# Document extract

We had our regular book club meeting on Saturday, of course, and I’m quickly realizing that the only regret I have about this club is that we can’t fit anyone else. I can think of a number of kids off the top of my head who would be amazing and who really need it, but I didn’t realize it in time to invite them instead of the kids we already have. I’m a little bummed. But we did have a great discussion as always, touching on racism (black people are more widely accepted in Korea now thanks to Beyonce and Ne-Yo, according to the kids), corporal punishment, and karma. We also had the palindrome contest; our students had been asked the week before to think of as many palindromes as they could, and SDY came back with twelve. I could not have been prouder.

This weekend also featured viewing of two movies: “The Two Faces of My Girlfriend,” a Korean film, and “Definitely Maybe,” which I saw with two girls from 2D. Unlike everyone else in Korea, I absolutely HATED “My Sassy Girl,” largely because I felt that the Sassy Girl in question had basically no redeeming qualities. Also, that movie is one million hours long. “The Two Faces of My Girlfriend,” which featured a girl with two personalities – a nice one and a mean one – was way ahead of “My Sassy Girl” in my personal rankings for the first, oh, hour and fifteen or so, until –


it is revealed that the reason she has two personalities (actually, it turns out to be three) is because her ex-boyfriend died rescuing her on an Antarctic expedition. It’s the classic romantic comedy formula – boy meets girl with two to three personalities, boy falls in love with one of those personalities while fighting off one of the other ones, boy discovers that those personalities were invented to help girl cope with tragedy of losing ex-boyfriend in polar accident. Anyway. I liked it a lot less after that.

“Definitely Maybe,” on the other hand, was one of the better romantic comedies I’ve seen in a long time. It fell under what I consider this sort of classic romantic comedy genre, in that there was a certain sense of escapism – unlike, for example, “Knocked Up,” where the characters are grotesquely and grossly real, the characters in the movie weren’t perfect, but they certainly didn’t face the same sorts of consequences or deal with the same sorts of body odor. There was a sort of gloss over New York City, that made you want to inhabit it, and I guess you could say that the characters had the same gloss. And of that genre, it wasn’t quite as good as, say, “Love Actually.” But it was good. It was funny, and endearing, and what I think I liked the most about the whole thing was how it showed a variety of different relationships and why they worked and didn’t work and changed. So in that sense, I felt like it was pretty realistic. Also, Ryan Reynolds is very attractive. (And he also cameoed in “Harold and Kumar,” like all true stars.)

# Exercise directions
Please write out the blog post's passage from "We had our regular" to "have been prouder.", word for word. The records aren't needed for this.

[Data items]

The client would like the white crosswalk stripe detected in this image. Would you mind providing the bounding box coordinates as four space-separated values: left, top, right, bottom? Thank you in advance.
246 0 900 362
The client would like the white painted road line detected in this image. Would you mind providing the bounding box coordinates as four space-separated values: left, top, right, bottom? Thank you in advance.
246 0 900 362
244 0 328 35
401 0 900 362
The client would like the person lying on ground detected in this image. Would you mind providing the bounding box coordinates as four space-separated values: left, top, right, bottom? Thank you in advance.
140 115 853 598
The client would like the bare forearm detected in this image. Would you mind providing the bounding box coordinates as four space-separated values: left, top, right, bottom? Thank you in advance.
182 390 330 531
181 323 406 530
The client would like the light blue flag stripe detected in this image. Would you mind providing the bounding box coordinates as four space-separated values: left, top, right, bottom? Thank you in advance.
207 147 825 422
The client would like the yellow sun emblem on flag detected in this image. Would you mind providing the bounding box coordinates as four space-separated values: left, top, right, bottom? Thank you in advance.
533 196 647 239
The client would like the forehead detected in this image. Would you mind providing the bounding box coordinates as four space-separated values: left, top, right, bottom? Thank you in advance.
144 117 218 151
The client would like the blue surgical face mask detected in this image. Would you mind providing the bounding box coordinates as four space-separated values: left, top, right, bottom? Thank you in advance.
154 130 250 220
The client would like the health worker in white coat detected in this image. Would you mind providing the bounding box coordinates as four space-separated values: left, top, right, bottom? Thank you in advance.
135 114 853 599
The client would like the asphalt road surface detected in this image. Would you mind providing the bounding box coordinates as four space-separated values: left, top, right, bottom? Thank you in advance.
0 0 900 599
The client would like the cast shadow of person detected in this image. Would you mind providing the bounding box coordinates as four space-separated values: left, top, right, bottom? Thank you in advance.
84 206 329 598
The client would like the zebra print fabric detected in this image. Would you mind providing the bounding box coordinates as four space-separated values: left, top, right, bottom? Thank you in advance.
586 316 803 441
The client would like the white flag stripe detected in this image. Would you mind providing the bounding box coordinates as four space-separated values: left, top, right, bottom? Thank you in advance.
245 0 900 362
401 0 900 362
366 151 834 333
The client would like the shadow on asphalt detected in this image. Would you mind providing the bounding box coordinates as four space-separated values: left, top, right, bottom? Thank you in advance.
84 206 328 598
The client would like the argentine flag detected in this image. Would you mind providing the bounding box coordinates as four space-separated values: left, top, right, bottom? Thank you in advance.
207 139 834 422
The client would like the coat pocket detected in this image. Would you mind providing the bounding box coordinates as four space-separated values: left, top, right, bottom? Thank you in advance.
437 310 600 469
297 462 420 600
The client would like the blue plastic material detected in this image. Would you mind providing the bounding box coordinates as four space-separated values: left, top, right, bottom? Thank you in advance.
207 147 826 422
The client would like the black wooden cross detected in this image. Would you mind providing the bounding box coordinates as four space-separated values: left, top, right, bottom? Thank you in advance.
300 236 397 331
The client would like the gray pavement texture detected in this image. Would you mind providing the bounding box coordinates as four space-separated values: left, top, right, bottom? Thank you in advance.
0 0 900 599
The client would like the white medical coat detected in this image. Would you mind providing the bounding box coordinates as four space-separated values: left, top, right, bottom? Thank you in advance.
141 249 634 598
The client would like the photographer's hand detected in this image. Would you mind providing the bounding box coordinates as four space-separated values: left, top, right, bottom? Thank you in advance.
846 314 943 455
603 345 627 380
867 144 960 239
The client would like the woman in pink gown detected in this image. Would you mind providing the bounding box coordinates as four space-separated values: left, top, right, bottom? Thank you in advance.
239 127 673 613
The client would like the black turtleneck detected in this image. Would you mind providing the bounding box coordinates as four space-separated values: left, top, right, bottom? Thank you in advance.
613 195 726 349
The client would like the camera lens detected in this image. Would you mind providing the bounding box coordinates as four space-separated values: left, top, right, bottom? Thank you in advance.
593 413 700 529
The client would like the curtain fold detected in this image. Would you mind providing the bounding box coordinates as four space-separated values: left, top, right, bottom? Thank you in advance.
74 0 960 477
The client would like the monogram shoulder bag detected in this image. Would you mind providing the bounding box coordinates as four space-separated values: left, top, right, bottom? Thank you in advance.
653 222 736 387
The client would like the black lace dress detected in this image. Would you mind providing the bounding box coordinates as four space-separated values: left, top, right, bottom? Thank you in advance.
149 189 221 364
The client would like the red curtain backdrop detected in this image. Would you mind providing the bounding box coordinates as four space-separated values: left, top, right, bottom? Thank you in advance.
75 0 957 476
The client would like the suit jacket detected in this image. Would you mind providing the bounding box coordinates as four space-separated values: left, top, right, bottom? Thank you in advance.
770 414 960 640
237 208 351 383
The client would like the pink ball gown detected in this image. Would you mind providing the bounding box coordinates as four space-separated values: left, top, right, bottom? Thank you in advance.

# Result
We had our regular book club meeting on Saturday, of course, and I’m quickly realizing that the only regret I have about this club is that we can’t fit anyone else. I can think of a number of kids off the top of my head who would be amazing and who really need it, but I didn’t realize it in time to invite them instead of the kids we already have. I’m a little bummed. But we did have a great discussion as always, touching on racism (black people are more widely accepted in Korea now thanks to Beyonce and Ne-Yo, according to the kids), corporal punishment, and karma. We also had the palindrome contest; our students had been asked the week before to think of as many palindromes as they could, and SDY came back with twelve. I could not have been prouder.